--- Task set ---
- A) In the excerpt on maintenance nexuses, why does the author choose the word "eschew" rather than "reject" for the approach under discussion?
- B) Print the part of the excerpt on maintenance nexuses that opens with the words "But there is" and closes with "article on normativity.".

--- Excerpted text ---
>> Begin
But there is an interesting fad of eschewing maintenance nexuses entirely, at least at the system level. I say “eschew” rather than “reject” here because when I used “reject” above, I mainly used it in the context of replacing the functionality of a nexus with one's own implementation; but here the idea is to do away with the need for maintenance nexuses entirely.

This was proposed in a blog post titled “No SSH(moronically, that page is blank if you disable JavaScript, and I can find no better article; it is additionally completely unnecessary and senseless, as the page is eminently readable if you merely disable styles). The idea is that by eschewing maintenance nexuses, individual (virtual) hosts become unmaintainable, and thus are maintained only by replacing them. This is essentially a “rederivation only” model with regard to my previous article on normativity.

To conclude, nexuses are important. They allow systems to be effectively composed from parts, and provide vital maintainability. Nexus rejection is sometimes necessary but has severe costs. Thus, it's useful to notice when you're designing something which is, essentially, a nexus, and consider how to make it as uncontentious and universal as possible, to reduce the occurrence of rejection.
>> End
--- Record set ---
>> Begin
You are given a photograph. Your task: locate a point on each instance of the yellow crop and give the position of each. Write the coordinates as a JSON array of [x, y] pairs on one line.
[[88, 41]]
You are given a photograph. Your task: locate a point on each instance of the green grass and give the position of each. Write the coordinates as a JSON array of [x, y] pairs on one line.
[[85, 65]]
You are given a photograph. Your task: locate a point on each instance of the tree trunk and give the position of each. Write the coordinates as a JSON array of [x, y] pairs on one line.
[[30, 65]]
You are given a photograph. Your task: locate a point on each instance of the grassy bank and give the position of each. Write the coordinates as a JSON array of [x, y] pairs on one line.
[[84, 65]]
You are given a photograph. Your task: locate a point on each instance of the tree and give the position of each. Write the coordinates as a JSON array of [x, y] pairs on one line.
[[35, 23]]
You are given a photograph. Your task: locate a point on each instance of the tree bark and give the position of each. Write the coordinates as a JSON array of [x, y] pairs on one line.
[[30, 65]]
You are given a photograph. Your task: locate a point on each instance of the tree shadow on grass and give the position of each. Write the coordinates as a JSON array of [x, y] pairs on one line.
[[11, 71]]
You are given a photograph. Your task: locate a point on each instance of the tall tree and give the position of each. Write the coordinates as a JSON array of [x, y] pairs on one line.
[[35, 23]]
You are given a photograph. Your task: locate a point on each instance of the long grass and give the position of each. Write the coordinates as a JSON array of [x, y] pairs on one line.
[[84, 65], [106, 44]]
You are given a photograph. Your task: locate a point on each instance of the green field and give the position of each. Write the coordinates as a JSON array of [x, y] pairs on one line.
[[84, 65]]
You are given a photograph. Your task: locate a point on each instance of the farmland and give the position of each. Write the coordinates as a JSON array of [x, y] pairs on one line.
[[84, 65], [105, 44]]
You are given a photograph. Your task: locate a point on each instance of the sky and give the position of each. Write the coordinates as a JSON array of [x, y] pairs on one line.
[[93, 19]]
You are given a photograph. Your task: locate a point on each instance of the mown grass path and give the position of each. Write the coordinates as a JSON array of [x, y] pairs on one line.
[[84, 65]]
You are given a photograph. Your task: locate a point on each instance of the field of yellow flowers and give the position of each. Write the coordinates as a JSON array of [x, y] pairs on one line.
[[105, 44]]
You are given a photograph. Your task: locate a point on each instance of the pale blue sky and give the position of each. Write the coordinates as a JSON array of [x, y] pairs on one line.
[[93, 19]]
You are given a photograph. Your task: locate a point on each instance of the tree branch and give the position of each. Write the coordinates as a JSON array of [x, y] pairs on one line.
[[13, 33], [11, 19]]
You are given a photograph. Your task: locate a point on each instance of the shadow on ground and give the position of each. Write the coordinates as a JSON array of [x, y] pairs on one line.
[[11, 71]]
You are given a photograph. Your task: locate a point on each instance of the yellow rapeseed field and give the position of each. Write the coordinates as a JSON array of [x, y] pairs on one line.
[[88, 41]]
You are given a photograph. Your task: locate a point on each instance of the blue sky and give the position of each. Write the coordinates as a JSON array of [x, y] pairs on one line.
>> End
>> Begin
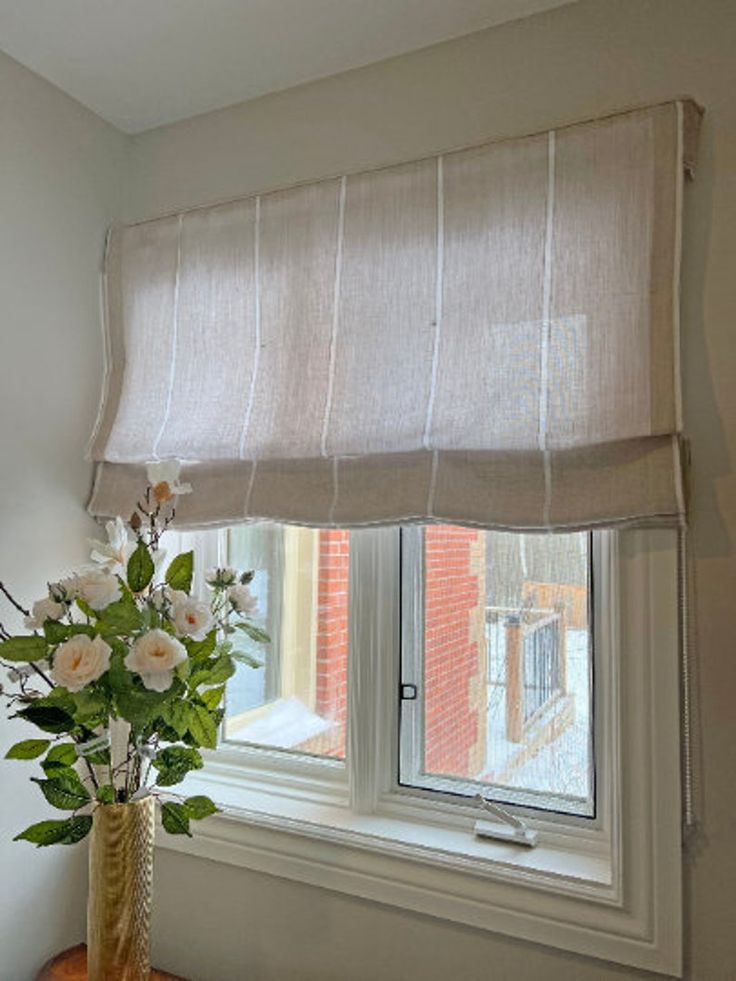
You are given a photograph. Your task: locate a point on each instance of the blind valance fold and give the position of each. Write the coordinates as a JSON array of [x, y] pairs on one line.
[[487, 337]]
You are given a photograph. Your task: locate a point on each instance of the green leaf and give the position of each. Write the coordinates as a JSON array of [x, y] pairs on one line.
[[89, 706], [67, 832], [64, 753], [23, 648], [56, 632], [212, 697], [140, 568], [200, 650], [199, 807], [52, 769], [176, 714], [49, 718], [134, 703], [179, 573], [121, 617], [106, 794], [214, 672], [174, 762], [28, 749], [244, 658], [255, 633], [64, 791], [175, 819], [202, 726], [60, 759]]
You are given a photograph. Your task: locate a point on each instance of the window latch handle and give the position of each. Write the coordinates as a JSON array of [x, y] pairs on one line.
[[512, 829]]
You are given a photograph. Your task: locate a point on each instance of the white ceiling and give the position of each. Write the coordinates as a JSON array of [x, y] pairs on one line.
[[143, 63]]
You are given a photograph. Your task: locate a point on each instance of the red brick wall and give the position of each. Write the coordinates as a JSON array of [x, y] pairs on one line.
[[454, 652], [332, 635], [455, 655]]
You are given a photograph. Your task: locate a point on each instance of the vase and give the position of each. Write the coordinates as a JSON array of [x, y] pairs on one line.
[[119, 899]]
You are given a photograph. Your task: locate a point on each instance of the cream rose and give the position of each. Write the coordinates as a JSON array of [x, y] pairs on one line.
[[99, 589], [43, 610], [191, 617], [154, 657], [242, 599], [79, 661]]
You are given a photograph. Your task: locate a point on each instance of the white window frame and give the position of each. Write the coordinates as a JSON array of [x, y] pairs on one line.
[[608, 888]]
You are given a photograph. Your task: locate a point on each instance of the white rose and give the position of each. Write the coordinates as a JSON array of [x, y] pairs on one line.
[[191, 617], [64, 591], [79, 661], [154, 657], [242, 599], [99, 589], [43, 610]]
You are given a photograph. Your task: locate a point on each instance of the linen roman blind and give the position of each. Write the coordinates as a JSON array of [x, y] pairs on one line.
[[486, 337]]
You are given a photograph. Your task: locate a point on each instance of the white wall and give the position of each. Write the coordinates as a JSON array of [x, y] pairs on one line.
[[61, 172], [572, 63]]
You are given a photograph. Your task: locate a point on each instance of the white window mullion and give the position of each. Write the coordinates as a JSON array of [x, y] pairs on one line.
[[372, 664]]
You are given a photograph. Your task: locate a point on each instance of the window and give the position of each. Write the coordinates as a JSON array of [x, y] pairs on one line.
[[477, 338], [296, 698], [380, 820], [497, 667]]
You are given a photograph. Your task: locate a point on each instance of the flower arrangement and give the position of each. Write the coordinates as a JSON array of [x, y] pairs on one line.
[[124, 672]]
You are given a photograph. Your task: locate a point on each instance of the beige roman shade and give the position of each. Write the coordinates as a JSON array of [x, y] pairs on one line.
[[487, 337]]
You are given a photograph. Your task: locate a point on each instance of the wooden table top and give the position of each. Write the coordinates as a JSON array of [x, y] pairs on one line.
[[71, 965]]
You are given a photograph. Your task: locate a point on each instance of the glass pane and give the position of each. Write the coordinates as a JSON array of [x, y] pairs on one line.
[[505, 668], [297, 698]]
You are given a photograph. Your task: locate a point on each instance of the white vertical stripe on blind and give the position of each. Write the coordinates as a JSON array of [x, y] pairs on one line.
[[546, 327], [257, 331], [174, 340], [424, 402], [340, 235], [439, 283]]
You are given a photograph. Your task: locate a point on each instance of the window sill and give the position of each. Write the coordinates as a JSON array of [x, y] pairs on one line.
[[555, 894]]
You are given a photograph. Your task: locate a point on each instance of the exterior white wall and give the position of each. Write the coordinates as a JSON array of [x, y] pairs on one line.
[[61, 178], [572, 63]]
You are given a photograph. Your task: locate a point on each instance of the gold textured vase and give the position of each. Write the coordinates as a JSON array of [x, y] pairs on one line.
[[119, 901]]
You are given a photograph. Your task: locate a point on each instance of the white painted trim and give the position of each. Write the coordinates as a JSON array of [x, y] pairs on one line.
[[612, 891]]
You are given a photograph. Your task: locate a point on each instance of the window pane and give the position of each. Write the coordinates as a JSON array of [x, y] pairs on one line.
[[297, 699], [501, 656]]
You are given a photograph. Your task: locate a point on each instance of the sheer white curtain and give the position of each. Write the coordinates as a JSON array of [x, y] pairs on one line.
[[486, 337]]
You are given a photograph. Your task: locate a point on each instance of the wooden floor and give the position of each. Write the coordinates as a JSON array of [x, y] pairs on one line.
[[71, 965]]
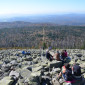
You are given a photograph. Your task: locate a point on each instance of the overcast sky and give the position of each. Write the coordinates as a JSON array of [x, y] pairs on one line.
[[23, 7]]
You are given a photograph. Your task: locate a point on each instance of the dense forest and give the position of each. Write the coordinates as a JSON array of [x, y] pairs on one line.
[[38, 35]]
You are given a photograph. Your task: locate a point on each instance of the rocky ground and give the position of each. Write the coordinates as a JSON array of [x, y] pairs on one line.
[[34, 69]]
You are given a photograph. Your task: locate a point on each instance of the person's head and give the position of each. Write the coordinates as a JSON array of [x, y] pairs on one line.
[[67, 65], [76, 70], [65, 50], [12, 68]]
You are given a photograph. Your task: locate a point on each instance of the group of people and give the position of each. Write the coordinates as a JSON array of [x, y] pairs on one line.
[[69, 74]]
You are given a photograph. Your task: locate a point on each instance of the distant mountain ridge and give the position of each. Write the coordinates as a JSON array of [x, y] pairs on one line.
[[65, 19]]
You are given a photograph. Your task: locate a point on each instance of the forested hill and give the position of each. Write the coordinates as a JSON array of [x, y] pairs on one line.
>> End
>> Begin
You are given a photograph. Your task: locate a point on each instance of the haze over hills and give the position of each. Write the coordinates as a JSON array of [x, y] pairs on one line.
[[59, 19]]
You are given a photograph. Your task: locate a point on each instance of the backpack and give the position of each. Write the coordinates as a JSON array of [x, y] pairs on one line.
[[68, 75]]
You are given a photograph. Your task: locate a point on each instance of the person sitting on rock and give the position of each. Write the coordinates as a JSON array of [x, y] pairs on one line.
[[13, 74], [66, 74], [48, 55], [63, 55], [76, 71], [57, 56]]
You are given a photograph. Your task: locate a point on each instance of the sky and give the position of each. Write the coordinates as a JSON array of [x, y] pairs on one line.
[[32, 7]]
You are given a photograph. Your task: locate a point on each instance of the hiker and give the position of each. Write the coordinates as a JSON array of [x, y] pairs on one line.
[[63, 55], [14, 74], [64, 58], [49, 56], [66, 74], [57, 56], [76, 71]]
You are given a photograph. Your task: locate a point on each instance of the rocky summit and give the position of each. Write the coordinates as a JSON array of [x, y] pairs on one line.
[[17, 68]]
>> End
--- Task responses ---
- A) The author earlier used "reject" mainly for replacing a nexus's functionality with one's own implementation. The approach discussed here instead does away with the need for maintenance nexuses entirely, so "eschew" is the more fitting word.

- B)
But there is an interesting fad of eschewing maintenance nexuses entirely, at least at the system level. I say “eschew” rather than “reject” here because when I used “reject” above, I mainly used it in the context of replacing the functionality of a nexus with one's own implementation; but here the idea is to do away with the need for maintenance nexuses entirely.

This was proposed in a blog post titled “No SSH(moronically, that page is blank if you disable JavaScript, and I can find no better article; it is additionally completely unnecessary and senseless, as the page is eminently readable if you merely disable styles). The idea is that by eschewing maintenance nexuses, individual (virtual) hosts become unmaintainable, and thus are maintained only by replacing them. This is essentially a “rederivation only” model with regard to my previous article on normativity.